What you have to do – Every entry below is to be retyped exactly as it appears.

Extracted information –
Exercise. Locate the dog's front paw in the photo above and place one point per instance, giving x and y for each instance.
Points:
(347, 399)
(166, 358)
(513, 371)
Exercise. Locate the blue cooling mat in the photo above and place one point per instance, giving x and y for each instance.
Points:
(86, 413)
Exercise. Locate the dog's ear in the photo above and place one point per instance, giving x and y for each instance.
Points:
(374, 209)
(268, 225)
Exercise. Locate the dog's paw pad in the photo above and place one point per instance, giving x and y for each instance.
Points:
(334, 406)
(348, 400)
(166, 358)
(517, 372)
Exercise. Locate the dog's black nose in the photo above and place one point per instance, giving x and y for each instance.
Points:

Task answer –
Exercise. Locate the dog's front paw in the photo above and place one point per instance, giving x and y for each instance.
Points:
(347, 399)
(166, 358)
(513, 371)
Exercise. Locate the blue cooling mat in the photo above and place one point per instance, giving x and y for each instance.
Points:
(86, 413)
Exercise. Locate the dog's ear in the photo above and place one point per instance, giving x and y for each instance.
Points:
(374, 209)
(268, 225)
Exercise. Locate the dog's paw pad in the photo above and place one point per instance, giving x and y for each instance.
Points:
(334, 406)
(348, 400)
(166, 358)
(517, 372)
Exercise. Locate the dog's black nose in the photo above and place one point per instance, giving x and y for each instance.
Points:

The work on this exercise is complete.